**Task statement**
Turn the items into a Markdown table with the columns Row and Line. Cover everything from the start of the items through the line holding "find the daffodil", inclusive, numbering each row and leaving out blank lines.

**Records supplied**

— Begin —

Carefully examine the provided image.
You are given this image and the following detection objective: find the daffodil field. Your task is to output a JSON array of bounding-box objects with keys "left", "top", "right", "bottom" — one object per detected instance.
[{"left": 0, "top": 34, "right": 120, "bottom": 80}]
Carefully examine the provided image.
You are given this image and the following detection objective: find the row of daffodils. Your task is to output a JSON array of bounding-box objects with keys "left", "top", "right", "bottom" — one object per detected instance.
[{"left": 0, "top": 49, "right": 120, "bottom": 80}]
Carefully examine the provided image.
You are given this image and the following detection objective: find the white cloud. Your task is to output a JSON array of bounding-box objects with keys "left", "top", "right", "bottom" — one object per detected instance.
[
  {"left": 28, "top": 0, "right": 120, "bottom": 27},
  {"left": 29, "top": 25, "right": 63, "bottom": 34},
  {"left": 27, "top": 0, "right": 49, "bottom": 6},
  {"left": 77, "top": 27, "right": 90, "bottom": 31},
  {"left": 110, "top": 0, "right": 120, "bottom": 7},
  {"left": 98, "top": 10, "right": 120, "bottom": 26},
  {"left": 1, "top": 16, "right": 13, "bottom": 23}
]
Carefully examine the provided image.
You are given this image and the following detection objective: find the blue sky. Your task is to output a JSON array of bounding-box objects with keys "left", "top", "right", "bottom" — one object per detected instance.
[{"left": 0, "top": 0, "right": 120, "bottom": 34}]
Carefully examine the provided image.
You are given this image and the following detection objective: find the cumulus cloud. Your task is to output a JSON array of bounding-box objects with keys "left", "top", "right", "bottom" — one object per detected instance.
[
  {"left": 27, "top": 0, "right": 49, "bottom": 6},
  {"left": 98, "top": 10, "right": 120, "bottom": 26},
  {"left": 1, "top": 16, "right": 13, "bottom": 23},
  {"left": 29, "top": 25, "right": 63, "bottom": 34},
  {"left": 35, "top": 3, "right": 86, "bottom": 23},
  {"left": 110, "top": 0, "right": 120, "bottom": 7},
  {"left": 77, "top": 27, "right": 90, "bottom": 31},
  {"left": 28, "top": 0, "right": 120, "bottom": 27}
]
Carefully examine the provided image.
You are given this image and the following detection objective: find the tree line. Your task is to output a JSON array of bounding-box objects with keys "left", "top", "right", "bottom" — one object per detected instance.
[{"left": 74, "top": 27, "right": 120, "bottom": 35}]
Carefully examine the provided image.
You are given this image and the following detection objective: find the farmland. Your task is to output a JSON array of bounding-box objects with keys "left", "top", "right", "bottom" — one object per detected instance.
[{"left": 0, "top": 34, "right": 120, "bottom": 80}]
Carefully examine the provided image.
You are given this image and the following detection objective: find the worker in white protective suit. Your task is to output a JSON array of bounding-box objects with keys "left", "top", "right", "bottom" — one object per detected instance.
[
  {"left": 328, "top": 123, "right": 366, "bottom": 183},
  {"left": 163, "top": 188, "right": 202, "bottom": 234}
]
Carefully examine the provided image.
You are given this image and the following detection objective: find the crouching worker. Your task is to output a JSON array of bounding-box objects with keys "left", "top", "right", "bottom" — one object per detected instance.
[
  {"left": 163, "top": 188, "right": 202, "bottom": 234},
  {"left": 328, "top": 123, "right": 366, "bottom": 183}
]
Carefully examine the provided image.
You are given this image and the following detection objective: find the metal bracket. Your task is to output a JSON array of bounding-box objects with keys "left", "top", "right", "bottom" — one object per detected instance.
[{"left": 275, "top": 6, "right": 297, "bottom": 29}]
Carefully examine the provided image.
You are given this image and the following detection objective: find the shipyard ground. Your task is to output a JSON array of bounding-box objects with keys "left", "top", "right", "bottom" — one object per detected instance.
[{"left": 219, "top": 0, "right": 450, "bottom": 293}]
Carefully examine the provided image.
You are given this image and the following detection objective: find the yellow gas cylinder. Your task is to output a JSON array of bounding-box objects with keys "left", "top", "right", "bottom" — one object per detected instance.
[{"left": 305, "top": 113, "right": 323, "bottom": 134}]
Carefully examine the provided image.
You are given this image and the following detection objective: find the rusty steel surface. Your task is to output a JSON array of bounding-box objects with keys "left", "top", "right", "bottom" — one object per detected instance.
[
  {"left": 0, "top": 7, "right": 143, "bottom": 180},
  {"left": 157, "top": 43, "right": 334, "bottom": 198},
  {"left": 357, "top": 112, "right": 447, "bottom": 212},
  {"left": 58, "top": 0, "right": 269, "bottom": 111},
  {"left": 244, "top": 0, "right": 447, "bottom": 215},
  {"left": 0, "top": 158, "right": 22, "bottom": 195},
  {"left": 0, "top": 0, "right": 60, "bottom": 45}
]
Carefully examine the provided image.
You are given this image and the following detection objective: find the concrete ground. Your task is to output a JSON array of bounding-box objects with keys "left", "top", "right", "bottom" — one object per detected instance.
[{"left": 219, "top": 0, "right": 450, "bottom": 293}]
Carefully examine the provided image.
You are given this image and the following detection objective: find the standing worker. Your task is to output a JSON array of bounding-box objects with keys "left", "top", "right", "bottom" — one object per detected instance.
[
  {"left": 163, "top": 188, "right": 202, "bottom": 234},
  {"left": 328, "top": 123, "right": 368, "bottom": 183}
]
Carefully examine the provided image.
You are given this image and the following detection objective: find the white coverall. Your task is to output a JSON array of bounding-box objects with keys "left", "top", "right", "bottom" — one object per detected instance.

— End —

**Result of this exercise**
| Row | Line |
|---|---|
| 1 | Carefully examine the provided image. |
| 2 | You are given this image and the following detection objective: find the daffodil field. Your task is to output a JSON array of bounding-box objects with keys "left", "top", "right", "bottom" — one object per detected instance. |